***** Supplied data

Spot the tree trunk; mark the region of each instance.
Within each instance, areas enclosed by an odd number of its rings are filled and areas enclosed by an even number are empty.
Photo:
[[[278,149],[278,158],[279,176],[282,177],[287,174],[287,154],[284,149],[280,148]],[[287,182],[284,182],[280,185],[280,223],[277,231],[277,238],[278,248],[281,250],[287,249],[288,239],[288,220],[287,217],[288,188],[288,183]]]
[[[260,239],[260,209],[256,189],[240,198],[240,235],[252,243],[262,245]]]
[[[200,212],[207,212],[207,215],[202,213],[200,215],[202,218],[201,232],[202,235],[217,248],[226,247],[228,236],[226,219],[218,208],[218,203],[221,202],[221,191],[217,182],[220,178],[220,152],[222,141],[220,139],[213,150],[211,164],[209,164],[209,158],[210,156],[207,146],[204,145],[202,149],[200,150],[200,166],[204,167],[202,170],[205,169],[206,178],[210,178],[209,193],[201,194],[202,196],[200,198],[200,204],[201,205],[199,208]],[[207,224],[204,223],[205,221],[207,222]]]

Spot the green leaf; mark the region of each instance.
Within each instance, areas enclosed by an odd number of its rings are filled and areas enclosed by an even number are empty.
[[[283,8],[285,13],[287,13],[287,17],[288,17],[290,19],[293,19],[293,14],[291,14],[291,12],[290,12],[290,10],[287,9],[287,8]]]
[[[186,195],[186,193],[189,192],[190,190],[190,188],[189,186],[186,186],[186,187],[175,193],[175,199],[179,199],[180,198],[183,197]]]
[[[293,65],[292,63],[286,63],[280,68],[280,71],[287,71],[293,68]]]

**********

**Instructions to follow**
Please rewrite all of the lines above with "tree trunk" replaced by "trunk" and everything else left the same.

**Solution**
Spot the trunk; mark the region of each instance.
Within each instance, areas enclosed by an odd number of its rings are filled and areas enclosed by an even number are empty.
Photo:
[[[278,149],[278,158],[279,176],[282,177],[287,174],[287,154],[284,149],[280,148]],[[287,182],[284,182],[280,185],[280,223],[277,231],[277,238],[278,248],[281,250],[287,249],[288,239],[288,220],[287,217],[288,188],[288,183]]]
[[[260,239],[260,209],[256,189],[240,198],[240,235],[252,243],[262,245]]]
[[[200,212],[207,212],[207,215],[202,213],[200,215],[202,218],[201,232],[202,235],[217,248],[226,247],[228,236],[226,219],[218,208],[218,203],[221,202],[221,191],[217,182],[220,178],[220,152],[222,141],[220,139],[213,150],[211,164],[209,164],[209,158],[210,156],[207,146],[204,145],[202,149],[200,150],[200,166],[204,167],[202,170],[205,169],[206,178],[210,178],[209,193],[201,194],[202,196],[200,198],[200,204],[201,205],[199,208]],[[207,224],[204,223],[205,221],[207,222]]]

Spot the green leaf; mark the region of each instance.
Within each instance, areas enclosed by an odd number of its rings are filled and areas enclosed by an even number are empty.
[[[283,8],[285,13],[287,13],[287,17],[288,17],[290,19],[293,19],[293,14],[291,14],[291,12],[290,12],[290,10],[287,9],[287,8]]]
[[[186,195],[186,193],[189,192],[190,190],[190,188],[189,186],[186,186],[186,187],[175,193],[175,199],[179,199],[180,198],[183,197]]]
[[[293,65],[292,63],[286,63],[280,68],[280,71],[287,71],[293,68]]]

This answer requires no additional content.